Top of PAGE TEXT

Earlier today, Exagen Inc. consented to pay $653,143 to settle allegations of kickback violations according to the U.S. Attorney for the District of Massachusetts. The California-based company, renowned for diagnostic tests for the treatment of autoimmune conditions, admitted accusations of paying certain physicians for patient blood draws. They did this under specimen processing agreements they committed with these doctors. Exagen then billed federal health care programs, including Medicare, for tests facilitated after receiving orders from the physicians.
The alleged violations transpired after Exagen was warned, on June 25, 2014, by a Special Fraud Alert from the HHS-OIG. It specifically highlighted the significant risk of fraud caused by the practice of paying physicians specimen processing fees. The current settlement, dated October 17th, derived from allegations initially brought under the qui tam provisions of the False Claims Act by a whistleblower. These provisions allow individuals, known as relators, to file a lawsuit on behalf of the government and share in any recovery, where the whistleblower in question will receive 16 percent of the recovery amount.
Announcing this the decision were the Acting United States Attorney Joshua S. Levy, HHS-OIG Special Agent in Charge Roberto Coviello, and Christopher F. Algieri, Special Agent in Charge of the Department of Veterans Affairs, Office of the Inspector General, Northeast Field Office, with the matter subsequently handled by Assistant U.S. Attorneys Abraham R. George, Chief of the Affirmative Civil Enforcement Unit, and Alexandra Brazier of the Affirmative Civil Enforcement Unit.

Bottom of PAGE TEXT
Top of PROVIDED RECORDS

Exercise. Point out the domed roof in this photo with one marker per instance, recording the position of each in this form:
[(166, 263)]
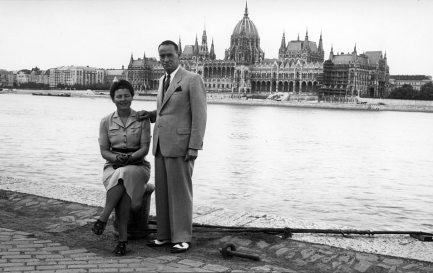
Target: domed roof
[(246, 27)]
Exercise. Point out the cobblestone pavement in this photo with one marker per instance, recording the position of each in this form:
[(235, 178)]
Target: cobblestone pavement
[(47, 235)]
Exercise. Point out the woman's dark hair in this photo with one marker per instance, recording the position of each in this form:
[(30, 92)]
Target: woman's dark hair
[(120, 84), (168, 42)]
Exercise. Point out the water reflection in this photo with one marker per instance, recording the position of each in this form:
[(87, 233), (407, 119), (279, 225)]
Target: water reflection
[(353, 168)]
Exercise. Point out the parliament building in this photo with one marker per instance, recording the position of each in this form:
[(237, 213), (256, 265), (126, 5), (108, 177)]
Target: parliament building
[(300, 67)]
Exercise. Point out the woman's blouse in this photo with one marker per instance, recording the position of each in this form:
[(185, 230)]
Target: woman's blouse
[(114, 135)]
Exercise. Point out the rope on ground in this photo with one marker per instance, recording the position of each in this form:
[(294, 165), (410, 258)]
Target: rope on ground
[(288, 232)]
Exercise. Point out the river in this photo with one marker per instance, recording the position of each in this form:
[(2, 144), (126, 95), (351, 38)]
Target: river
[(361, 169)]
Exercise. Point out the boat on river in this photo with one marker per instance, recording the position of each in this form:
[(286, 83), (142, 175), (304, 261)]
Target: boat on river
[(51, 94)]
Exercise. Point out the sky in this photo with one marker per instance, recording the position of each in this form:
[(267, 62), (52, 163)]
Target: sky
[(104, 33)]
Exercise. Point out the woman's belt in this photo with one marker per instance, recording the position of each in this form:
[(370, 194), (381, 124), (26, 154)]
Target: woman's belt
[(124, 150)]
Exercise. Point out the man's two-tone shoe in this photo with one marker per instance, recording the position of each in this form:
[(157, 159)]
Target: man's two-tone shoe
[(156, 243)]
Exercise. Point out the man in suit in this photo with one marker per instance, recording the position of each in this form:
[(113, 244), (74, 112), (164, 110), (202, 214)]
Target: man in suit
[(180, 122)]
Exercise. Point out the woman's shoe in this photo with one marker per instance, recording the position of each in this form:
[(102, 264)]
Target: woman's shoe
[(180, 247), (99, 227), (120, 249)]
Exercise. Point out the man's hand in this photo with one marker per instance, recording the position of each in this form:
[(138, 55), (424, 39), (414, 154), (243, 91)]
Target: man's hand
[(141, 115), (191, 154)]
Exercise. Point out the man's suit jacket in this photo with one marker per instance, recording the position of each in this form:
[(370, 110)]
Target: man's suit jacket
[(181, 116)]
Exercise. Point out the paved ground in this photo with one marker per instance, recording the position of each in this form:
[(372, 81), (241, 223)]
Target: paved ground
[(48, 235)]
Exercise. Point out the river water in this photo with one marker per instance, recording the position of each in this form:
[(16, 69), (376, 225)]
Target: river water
[(359, 169)]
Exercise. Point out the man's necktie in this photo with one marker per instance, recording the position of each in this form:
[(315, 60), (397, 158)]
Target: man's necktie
[(165, 85)]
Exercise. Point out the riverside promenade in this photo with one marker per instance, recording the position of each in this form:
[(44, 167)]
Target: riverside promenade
[(368, 105), (40, 234)]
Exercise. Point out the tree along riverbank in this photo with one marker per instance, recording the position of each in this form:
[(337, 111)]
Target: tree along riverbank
[(365, 104)]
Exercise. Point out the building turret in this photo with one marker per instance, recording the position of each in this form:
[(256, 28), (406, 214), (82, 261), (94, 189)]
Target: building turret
[(179, 48), (331, 54), (204, 41), (306, 42), (196, 48), (282, 50), (212, 55), (245, 42)]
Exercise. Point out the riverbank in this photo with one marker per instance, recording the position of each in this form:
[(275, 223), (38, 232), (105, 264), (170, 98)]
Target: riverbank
[(367, 105), (39, 233), (402, 246)]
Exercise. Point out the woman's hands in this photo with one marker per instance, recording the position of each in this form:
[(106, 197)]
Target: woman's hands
[(122, 159)]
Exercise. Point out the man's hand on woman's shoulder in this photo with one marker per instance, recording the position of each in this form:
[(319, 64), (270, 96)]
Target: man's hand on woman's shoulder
[(142, 115)]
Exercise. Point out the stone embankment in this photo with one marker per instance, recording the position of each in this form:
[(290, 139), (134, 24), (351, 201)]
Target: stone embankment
[(39, 234)]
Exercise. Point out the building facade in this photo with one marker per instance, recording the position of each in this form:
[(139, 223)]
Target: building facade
[(76, 75), (114, 74), (416, 81), (299, 67), (364, 75), (4, 78)]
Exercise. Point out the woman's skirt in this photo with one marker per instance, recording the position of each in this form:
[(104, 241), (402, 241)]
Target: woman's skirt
[(134, 178)]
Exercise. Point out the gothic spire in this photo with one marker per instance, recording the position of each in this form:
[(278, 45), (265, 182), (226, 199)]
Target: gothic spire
[(283, 45), (196, 48), (179, 47), (331, 53), (320, 43), (204, 40), (212, 52)]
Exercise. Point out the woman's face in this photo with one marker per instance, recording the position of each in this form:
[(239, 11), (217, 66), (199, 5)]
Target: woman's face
[(122, 99)]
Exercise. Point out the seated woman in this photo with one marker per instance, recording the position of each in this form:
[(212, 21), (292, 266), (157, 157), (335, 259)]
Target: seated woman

Bottom of PROVIDED RECORDS

Please give the share of the recovery that the whistleblower will receive, according to the Exagen settlement text. These lines have no connection to the Exagen settlement text.

16 percent of the recovery amount.